Task brief: Reproduce the entries below word for word, from the first line through the line that contains "[(155, 216), (279, 206), (169, 213), (149, 217), (99, 222)]", including that line.

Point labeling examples
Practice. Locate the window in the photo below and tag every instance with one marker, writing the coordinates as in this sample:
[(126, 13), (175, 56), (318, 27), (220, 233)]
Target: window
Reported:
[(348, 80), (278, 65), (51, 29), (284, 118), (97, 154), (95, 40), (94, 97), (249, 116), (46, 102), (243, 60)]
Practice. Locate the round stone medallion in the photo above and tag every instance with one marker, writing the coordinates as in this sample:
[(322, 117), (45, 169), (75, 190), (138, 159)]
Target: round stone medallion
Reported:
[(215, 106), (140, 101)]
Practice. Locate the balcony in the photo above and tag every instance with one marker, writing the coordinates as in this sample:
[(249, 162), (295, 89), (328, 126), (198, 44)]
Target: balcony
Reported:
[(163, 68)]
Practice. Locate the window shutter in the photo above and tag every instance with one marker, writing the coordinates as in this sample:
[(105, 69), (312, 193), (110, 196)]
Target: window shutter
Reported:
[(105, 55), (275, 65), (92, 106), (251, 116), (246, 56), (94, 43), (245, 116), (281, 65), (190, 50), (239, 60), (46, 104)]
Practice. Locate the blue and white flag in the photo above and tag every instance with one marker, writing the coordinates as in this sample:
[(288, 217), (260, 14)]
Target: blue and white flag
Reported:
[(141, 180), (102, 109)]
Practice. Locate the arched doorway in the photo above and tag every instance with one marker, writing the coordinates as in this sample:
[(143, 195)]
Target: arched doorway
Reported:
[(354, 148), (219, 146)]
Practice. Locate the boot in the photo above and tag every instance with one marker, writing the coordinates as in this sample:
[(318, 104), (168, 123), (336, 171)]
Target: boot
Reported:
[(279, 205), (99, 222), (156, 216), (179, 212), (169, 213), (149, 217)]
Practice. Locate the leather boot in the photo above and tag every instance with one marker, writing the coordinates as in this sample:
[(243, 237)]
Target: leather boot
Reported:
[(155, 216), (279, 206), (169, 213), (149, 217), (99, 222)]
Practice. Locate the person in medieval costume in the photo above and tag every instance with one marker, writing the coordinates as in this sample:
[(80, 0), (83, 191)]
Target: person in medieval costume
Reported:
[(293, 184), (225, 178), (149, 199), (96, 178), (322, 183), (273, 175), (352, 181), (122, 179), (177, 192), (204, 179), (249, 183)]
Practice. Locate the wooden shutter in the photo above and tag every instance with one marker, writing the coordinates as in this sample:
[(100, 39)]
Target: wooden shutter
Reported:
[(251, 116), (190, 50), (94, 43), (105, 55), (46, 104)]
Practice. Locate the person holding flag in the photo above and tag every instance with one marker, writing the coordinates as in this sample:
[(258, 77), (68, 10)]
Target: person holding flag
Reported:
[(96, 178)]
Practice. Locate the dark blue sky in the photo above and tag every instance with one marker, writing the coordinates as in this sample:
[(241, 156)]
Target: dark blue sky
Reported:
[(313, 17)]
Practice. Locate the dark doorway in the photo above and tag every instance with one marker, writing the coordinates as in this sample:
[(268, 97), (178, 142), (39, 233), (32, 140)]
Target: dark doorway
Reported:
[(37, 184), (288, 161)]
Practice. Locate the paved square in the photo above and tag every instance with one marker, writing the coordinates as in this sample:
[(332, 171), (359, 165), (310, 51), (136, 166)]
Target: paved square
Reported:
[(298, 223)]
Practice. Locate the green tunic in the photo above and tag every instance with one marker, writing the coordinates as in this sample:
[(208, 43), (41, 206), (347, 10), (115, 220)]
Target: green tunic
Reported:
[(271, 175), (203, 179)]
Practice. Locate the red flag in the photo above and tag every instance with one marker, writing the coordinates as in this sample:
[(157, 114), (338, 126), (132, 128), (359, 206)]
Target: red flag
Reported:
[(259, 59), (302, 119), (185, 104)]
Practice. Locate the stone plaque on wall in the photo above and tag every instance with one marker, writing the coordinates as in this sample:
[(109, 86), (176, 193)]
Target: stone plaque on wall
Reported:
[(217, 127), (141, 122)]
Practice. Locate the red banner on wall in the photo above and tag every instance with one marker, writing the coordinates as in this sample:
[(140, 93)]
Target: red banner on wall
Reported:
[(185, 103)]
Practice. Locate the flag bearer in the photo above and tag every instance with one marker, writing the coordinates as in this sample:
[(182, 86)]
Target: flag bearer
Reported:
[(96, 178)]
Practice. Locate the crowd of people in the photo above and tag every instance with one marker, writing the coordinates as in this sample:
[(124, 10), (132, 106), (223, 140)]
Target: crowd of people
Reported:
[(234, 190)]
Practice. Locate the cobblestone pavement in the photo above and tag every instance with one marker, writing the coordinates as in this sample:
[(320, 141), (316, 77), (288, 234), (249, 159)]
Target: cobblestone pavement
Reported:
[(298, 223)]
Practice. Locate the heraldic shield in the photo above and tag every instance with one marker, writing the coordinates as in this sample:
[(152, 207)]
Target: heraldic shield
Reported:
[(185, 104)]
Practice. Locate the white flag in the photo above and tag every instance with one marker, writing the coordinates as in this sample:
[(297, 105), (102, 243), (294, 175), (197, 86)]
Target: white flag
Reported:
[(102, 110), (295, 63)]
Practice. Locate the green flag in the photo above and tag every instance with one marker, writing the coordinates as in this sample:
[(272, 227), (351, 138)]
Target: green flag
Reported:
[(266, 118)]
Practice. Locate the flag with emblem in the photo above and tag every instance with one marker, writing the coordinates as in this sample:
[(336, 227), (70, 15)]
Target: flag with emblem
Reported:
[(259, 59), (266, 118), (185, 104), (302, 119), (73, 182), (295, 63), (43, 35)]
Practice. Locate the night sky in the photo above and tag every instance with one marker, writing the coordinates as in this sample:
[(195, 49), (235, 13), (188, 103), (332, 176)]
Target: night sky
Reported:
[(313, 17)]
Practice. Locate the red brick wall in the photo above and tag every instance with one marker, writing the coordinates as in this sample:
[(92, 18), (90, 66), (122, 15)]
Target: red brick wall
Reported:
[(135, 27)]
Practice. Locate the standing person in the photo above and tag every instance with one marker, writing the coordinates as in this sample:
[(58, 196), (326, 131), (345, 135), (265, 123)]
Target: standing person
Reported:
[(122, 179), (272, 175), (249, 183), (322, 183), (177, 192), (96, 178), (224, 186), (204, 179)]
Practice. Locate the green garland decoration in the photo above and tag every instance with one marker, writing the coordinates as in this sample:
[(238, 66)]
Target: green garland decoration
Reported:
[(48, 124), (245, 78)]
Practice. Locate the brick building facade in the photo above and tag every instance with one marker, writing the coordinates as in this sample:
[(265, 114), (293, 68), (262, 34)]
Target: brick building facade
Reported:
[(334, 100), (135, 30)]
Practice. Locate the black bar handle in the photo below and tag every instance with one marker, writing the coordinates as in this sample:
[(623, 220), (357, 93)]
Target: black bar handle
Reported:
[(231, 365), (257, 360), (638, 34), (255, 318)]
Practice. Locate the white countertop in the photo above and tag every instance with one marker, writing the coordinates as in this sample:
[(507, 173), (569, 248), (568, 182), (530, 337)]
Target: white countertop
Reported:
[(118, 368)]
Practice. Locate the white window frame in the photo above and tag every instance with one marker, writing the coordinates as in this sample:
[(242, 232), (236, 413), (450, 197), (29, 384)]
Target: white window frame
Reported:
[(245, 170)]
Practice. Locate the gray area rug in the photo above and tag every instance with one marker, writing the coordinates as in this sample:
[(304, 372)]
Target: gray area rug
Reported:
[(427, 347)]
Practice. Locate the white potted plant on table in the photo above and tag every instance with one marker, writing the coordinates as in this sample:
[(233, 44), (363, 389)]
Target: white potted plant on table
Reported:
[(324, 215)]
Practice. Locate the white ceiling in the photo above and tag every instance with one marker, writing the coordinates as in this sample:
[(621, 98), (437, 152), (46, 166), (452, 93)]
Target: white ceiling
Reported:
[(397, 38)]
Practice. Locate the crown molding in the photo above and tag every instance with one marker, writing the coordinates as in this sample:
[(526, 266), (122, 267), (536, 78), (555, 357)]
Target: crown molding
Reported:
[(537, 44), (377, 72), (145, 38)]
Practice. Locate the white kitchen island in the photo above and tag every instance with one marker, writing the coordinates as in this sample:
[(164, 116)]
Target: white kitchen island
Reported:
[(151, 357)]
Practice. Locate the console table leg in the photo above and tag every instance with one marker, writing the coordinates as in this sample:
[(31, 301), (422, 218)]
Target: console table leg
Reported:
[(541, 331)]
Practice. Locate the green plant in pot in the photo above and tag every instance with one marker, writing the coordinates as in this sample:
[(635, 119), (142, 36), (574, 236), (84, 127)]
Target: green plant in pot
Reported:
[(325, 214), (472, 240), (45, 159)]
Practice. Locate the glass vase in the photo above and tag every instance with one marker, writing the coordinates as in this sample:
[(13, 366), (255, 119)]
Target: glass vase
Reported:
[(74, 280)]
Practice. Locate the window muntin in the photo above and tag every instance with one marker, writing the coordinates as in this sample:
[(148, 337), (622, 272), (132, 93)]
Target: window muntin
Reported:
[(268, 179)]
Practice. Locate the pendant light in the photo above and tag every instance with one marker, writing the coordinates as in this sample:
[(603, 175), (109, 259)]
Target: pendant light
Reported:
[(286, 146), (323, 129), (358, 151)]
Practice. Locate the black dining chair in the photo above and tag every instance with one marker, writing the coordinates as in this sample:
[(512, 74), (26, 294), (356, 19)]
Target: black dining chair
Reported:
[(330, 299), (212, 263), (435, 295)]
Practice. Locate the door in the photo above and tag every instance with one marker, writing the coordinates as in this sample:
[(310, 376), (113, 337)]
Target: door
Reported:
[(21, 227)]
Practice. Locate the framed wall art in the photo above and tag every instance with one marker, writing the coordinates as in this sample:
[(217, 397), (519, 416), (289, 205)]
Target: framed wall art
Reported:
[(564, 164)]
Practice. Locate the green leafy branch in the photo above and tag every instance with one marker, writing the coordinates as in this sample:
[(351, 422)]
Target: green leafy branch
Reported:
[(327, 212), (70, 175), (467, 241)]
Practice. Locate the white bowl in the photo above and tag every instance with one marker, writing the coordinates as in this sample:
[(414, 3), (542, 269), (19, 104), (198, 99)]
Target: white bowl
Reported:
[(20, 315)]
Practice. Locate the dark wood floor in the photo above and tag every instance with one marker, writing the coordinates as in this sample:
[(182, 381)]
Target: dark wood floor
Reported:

Worked answer:
Practice. Locate the window in the photo below and tag every instance with one marker, writing the coordinates as in this sample:
[(126, 13), (175, 56), (318, 27), (220, 233)]
Target: window
Reported:
[(348, 80), (278, 65), (51, 29), (284, 118), (97, 154), (95, 40), (94, 97), (249, 116), (46, 102), (243, 60)]
Practice. Locate the round stone medallion in the photo above and tag every instance with one marker, writing the coordinates as in this sample:
[(322, 117), (45, 169), (75, 190), (138, 159)]
Target: round stone medallion
Reported:
[(215, 106), (140, 101)]
Practice. Locate the balcony in the photo above and tag every instance with one marker, writing the coordinates as in this sample:
[(249, 162), (295, 89), (328, 126), (198, 44)]
Target: balcony
Reported:
[(163, 68)]
Practice. Locate the window shutter in the photo above and tag every instance with one marker, writing the coordinates as in this sample:
[(105, 69), (312, 193), (110, 196)]
Target: window shutter
Reported:
[(105, 55), (275, 65), (92, 106), (251, 116), (246, 56), (94, 43), (245, 116), (281, 65), (190, 50), (239, 60), (46, 104)]
Practice. Locate the blue and white flag in the photo above and tag every instance with one marker, writing the coordinates as in this sample:
[(288, 217), (260, 14)]
Target: blue and white flag
Reported:
[(141, 180), (102, 109)]
Practice. Locate the arched doorway in the photo above and tag every instance with one marker, writing the coordinates as in this sample:
[(143, 195)]
Target: arched doorway
Reported:
[(354, 148), (219, 146)]
Practice. Locate the boot in the photo above and tag every instance with one marker, writing the coordinates as in this sample:
[(318, 104), (168, 123), (336, 171)]
Target: boot
Reported:
[(279, 205), (99, 222), (156, 216), (179, 212), (169, 213), (149, 217)]
Practice. Locate the leather boot in the photo above and tag every instance with one marker, writing the coordinates as in this sample:
[(243, 237)]
Target: leather boot
Reported:
[(155, 216), (279, 206), (169, 213), (149, 217), (99, 222)]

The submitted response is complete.